SET EXERCISE
Could you reproduce the records from the beginning up to and including the line with "339;90;361;102", requests and all, shifting each bounding-box coordinate in the answers up by 146?

(Records excerpted from a collection)
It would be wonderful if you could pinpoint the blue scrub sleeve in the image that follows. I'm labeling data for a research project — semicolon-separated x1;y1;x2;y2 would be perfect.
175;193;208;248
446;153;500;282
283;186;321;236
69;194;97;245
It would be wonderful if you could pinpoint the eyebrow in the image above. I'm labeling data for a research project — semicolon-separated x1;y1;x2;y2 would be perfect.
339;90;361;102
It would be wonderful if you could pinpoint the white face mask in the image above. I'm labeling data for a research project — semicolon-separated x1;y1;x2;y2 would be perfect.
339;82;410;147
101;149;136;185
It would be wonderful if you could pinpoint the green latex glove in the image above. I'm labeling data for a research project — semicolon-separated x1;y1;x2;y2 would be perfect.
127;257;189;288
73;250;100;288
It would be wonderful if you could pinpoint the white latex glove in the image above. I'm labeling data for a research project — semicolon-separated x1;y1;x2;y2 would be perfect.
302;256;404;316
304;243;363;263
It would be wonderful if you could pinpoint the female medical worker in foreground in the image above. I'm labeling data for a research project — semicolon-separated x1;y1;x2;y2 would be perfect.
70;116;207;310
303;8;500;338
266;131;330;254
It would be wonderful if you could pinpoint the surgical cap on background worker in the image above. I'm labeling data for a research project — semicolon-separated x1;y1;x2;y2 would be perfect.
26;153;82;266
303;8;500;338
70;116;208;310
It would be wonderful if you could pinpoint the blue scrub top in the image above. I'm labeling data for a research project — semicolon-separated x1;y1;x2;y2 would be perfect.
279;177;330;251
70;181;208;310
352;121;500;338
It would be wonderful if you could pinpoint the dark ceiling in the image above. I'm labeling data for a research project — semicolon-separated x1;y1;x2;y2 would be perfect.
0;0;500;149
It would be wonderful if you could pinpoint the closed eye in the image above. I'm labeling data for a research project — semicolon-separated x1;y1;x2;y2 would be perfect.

RESULT
It would be wonderful if you could pinpoint the blue scrub sleeve in the image that follows. I'm labeling data for a research project — semicolon-separated x1;y1;x2;y2 would be perfect.
321;339;354;394
592;299;646;428
429;332;467;382
215;340;243;391
It would be wonderful if you could pinpoint the eyebrow in the image above. I'm labeling data for a research project — semicolon-separated x1;y1;x2;y2 would be perfect.
485;236;507;248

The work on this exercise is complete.